• WORK TO COMPLETE
Run through the records and show each line that includes the string "window".

• DATA LISTING

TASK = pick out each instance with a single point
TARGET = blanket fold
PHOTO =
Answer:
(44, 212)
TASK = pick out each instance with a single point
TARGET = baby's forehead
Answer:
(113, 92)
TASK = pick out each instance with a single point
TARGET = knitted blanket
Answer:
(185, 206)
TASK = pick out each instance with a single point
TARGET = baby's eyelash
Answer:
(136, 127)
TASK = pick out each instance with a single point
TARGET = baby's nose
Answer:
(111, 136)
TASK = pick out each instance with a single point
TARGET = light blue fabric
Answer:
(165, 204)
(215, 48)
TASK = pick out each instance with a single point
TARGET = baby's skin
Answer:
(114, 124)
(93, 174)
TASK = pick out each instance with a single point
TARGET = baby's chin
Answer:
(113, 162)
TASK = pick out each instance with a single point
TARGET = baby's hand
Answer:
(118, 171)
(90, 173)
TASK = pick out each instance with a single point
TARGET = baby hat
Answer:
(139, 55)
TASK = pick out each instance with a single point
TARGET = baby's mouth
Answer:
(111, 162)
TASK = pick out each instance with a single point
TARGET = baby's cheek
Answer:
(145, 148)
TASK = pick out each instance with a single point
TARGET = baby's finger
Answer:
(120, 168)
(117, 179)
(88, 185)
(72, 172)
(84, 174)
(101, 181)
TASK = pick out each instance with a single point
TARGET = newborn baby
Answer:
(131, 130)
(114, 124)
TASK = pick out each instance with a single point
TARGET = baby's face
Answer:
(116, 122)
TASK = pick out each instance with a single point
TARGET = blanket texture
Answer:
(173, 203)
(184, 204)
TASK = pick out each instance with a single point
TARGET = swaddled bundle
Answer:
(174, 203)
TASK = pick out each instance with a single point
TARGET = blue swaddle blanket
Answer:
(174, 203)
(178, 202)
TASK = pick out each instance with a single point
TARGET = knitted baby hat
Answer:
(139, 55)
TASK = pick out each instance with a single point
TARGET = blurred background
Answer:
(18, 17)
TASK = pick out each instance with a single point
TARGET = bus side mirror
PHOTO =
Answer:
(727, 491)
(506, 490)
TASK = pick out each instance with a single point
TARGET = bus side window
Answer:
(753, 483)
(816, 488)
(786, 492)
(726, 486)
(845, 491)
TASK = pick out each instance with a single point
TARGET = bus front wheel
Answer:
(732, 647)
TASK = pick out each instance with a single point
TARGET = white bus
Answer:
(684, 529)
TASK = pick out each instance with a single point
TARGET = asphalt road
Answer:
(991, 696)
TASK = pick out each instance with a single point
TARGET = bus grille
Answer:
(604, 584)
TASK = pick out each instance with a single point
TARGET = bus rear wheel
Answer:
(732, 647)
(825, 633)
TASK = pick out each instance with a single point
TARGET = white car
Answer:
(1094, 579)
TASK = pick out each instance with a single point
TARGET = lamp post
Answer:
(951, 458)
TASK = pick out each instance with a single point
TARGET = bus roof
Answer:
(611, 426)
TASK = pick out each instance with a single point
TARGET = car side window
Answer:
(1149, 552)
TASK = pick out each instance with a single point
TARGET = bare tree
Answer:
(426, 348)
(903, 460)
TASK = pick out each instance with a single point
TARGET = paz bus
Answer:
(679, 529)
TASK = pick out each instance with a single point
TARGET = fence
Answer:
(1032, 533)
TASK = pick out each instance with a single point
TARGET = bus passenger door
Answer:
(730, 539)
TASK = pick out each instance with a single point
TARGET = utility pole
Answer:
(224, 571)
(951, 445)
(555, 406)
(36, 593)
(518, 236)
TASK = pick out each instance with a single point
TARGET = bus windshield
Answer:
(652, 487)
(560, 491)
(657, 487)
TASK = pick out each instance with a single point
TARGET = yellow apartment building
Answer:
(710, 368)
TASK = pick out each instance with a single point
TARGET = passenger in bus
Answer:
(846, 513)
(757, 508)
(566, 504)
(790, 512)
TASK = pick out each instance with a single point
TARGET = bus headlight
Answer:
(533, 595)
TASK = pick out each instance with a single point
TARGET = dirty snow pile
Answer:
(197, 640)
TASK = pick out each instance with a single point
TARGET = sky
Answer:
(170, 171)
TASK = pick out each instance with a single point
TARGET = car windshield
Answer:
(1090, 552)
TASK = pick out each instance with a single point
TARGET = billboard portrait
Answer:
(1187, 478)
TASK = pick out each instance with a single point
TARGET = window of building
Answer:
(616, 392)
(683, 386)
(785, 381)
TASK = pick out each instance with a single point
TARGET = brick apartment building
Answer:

• WRITTEN SOLUTION
TARGET = bus side window
TARGET = car side window
TARGET = window of building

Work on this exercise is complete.